**Task prompt**: Print the lines below exactly as written, with none missing.

════

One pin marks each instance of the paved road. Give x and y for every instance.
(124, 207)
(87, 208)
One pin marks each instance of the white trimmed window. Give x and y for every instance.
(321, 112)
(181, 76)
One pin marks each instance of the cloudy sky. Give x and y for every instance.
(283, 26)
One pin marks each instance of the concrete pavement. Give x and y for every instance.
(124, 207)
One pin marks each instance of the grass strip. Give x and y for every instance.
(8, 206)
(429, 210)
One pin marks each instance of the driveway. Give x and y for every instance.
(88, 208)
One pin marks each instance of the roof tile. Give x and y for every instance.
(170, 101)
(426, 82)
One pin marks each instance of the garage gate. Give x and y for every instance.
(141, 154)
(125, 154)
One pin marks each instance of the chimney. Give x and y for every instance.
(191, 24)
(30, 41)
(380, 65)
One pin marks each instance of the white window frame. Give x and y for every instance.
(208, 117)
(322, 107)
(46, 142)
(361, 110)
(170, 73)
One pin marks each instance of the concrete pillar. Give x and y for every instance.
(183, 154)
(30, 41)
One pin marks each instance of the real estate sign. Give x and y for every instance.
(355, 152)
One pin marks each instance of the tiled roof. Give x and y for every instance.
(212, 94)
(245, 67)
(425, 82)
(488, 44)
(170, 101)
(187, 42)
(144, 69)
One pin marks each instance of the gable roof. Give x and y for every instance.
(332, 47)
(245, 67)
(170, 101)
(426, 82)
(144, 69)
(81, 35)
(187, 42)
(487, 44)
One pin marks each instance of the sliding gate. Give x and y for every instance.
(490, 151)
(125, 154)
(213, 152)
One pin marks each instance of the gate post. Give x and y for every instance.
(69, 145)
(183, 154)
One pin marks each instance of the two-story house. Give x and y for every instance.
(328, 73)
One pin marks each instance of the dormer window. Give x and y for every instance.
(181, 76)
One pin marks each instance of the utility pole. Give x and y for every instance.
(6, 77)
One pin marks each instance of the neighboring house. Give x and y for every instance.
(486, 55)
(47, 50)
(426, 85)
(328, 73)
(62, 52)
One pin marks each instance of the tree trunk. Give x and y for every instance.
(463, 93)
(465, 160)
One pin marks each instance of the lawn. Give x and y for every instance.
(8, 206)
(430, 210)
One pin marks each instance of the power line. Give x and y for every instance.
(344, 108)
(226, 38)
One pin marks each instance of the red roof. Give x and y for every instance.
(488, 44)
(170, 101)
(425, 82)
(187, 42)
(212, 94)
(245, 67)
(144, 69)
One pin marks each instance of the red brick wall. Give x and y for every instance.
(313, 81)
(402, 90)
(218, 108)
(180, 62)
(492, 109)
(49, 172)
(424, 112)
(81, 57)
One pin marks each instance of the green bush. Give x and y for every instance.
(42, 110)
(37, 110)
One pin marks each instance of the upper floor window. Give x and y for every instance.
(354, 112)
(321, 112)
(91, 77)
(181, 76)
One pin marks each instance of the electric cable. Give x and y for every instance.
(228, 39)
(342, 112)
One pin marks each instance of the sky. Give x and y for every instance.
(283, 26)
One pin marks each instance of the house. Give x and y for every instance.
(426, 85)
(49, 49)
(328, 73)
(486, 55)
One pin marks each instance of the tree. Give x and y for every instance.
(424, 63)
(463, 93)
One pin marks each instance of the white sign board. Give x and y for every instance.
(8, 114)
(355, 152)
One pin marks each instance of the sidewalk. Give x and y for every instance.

════

**Output**:
One pin marks each instance of the paved road. Give x and y for every instance.
(124, 207)
(87, 208)
One pin marks each instance of the white trimmed window. Give x and y for every instance.
(321, 112)
(181, 76)
One pin marks each instance of the cloudy sky. Give x and y for every instance.
(283, 26)
One pin marks each instance of the concrete pavement. Give x and y for every instance.
(124, 207)
One pin marks each instance of the grass strip. Give x and y for every instance.
(8, 206)
(429, 210)
One pin marks each instance of the driveway. Give x and y for every instance.
(88, 208)
One pin marks each instance of the roof tile. Give x and y for every instance.
(170, 101)
(426, 82)
One pin marks each instance of the garage gate. Give x and y for every instance.
(141, 154)
(125, 154)
One pin marks each instance of the chimney. Give x and y for every instance.
(191, 24)
(30, 41)
(380, 65)
One pin marks each instance of the white window frame. Give x and y for every instance.
(208, 117)
(322, 107)
(46, 142)
(361, 110)
(170, 73)
One pin marks each instance of the concrete pillar. Give x and y for every instance.
(183, 154)
(30, 41)
One pin marks each instance of the real estate sign. Give x and y for every instance.
(355, 152)
One pin marks each instance of the tiled roof. Give x and y for every instance.
(212, 94)
(245, 67)
(425, 82)
(488, 44)
(170, 101)
(187, 42)
(144, 69)
One pin marks each instance of the gable roof. Give x and y for every instance.
(332, 47)
(245, 67)
(170, 101)
(426, 82)
(144, 69)
(81, 35)
(187, 42)
(487, 44)
One pin marks each instance of the sliding gate. Give x and y for every instance.
(490, 151)
(125, 154)
(213, 152)
One pin marks each instance of the gate post. Give x and y for every instance.
(69, 145)
(183, 154)
One pin marks each instance of the two-story house. Give x and y for every instance.
(328, 73)
One pin marks each instance of the dormer window. Give x and y for every instance.
(181, 76)
One pin marks each instance of the utility pole. Give x and y for every instance.
(6, 77)
One pin marks each instance of the neighboring house. Give x and y for every instance.
(486, 55)
(47, 50)
(426, 85)
(328, 73)
(62, 52)
One pin marks each instance of the tree trunk. Give x and y for every instance.
(463, 93)
(465, 160)
One pin marks each instance of the lawn. Give x and y for every instance.
(8, 206)
(430, 210)
One pin marks each instance of the power line. Give x and y for every instance.
(344, 108)
(226, 38)
One pin marks each instance of the red roof. Give x and y for every instance.
(488, 44)
(170, 101)
(425, 82)
(187, 42)
(212, 94)
(245, 67)
(144, 69)
One pin marks each instance of the red brick wall. Give x and y for every instance.
(313, 81)
(402, 90)
(218, 108)
(180, 62)
(492, 109)
(49, 172)
(424, 112)
(81, 57)
One pin marks each instance of the green bush. Give x and y for every instance.
(42, 110)
(37, 110)
One pin marks each instance of the upper floor window. Give x and y for every instance.
(354, 112)
(321, 112)
(91, 77)
(181, 76)
One pin marks each instance of the electric cable. Give x and y for every instance.
(228, 39)
(342, 112)
One pin marks each instance of the sky. Give x and y for every instance.
(283, 26)
One pin marks each instance of the house. Give x and y for every instance.
(426, 85)
(49, 49)
(328, 73)
(486, 55)
One pin marks each instance of the tree. Give x and y for every instance.
(424, 63)
(463, 93)
One pin marks each instance of the white sign board. Give x and y for every instance.
(8, 114)
(355, 152)
One pin marks each instance of the sidewalk. Give x and y for every instance.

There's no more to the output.